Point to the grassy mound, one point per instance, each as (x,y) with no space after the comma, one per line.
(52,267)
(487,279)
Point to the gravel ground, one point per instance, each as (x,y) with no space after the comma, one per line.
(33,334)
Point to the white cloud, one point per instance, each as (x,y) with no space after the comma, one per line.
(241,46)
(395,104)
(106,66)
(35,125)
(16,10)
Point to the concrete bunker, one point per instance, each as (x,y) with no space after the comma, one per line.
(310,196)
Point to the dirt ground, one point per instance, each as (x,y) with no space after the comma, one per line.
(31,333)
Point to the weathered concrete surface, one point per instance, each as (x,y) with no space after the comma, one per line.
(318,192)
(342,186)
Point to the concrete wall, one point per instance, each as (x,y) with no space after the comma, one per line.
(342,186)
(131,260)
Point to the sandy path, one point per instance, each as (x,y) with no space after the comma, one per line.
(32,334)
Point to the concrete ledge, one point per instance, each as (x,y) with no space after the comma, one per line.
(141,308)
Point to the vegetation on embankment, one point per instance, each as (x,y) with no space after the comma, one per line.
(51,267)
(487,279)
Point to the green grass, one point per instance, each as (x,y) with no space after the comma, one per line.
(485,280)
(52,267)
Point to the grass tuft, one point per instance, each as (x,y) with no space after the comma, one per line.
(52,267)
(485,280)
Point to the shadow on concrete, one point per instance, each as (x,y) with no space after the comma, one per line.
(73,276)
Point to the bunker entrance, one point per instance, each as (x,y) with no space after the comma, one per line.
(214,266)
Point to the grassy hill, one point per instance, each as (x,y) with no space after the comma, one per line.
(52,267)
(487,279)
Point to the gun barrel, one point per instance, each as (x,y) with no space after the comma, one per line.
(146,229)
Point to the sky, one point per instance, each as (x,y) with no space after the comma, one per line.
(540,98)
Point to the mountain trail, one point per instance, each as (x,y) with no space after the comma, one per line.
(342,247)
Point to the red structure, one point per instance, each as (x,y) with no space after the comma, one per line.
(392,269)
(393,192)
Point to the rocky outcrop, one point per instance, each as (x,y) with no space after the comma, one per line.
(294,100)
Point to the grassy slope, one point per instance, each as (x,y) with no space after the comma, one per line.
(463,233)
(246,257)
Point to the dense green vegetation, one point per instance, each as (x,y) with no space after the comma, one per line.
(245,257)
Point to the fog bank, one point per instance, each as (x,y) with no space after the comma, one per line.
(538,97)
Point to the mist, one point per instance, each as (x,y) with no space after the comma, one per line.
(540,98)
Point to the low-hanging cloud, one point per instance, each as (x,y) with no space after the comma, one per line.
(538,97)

▸ **TASK TO COMPLETE**
Retype the listing above line for line, with no changes.

▸ **THE COMPLETED TASK**
Point to the grassy mound, one point per instance, each as (x,y) with no space after the comma, one per line.
(52,267)
(487,279)
Point to the gravel ground, one point per instance, each as (x,y) with no space after the comma, one per line.
(33,334)
Point to the white cloud, one point per instance, each as (x,y) with no space after the comma, one per line.
(241,46)
(395,104)
(106,66)
(35,125)
(16,10)
Point to the concrete bunker, one point per instance, each as (x,y) with no space after the comma, one per line.
(310,196)
Point to the dirt ground, one point per instance, each as (x,y) with no space after the comma, one per line.
(31,333)
Point to the weathered concrete surface, one point per instance, each as (x,y) with no space after the comma, one per line.
(318,192)
(342,186)
Point to the concrete wall, one point per instance, each as (x,y) with no space after the comma, one per line.
(342,186)
(131,260)
Point to the sandy path, one point per instance, each as (x,y) with no space after the comma, one per line.
(32,334)
Point to the concrete ledge, one point per instance, each as (x,y) with no space after the comma, one per line.
(141,308)
Point to the vegetation on embankment, one point per instance, each as (x,y) with no space after the comma, one per line.
(51,267)
(487,279)
Point to the green grass, one point per instance, each as (x,y) with no space after the comma, one per line.
(485,280)
(52,267)
Point to the grass tuft, one point per instance, each as (x,y) with no space after the comma, one per line.
(52,267)
(485,280)
Point to the shadow on concrete, one point per instance, each as (x,y) with no space after the comma, one per line.
(73,276)
Point to the bunker entrance, one point per instance, each as (x,y) with no space after the comma, one per line.
(214,266)
Point to the grassy hill, one point per instance, each as (x,y) with no space after the comma, one per line.
(52,267)
(487,279)
Point to the gun barrel, one point per instance, each as (x,y) with no space after the comma, one per line.
(146,229)
Point to the sky, one point per instance, each as (x,y) with no space after the comma, one per line.
(540,98)
Point to the mountain trail, one point per instance, each as (x,y) with no space after the comma, one per line.
(342,247)
Point to the red structure, one point per instance, each as (x,y) with no space after the comma, one per line.
(392,269)
(393,192)
Point to the rocky outcrop, one point per instance, each as (x,y) with no space after the comma, one per line.
(294,100)
Point to the grassy slope, one point per instance, each as (x,y) with no space after the comma, one per line.
(463,233)
(246,257)
Point to the dense green vegetation, one point per instance, each as (x,y) with no space after the comma, one per line.
(245,257)
Point to the fog bank, one point per instance, each as (x,y) with no space after the comma, one per line.
(538,97)
Point to the mist, one point per instance, each as (x,y) with no space after the comma, one per line.
(540,98)
Point to the low-hanging cloud, one point per instance, each as (x,y) with no space after the comma, one per line.
(538,97)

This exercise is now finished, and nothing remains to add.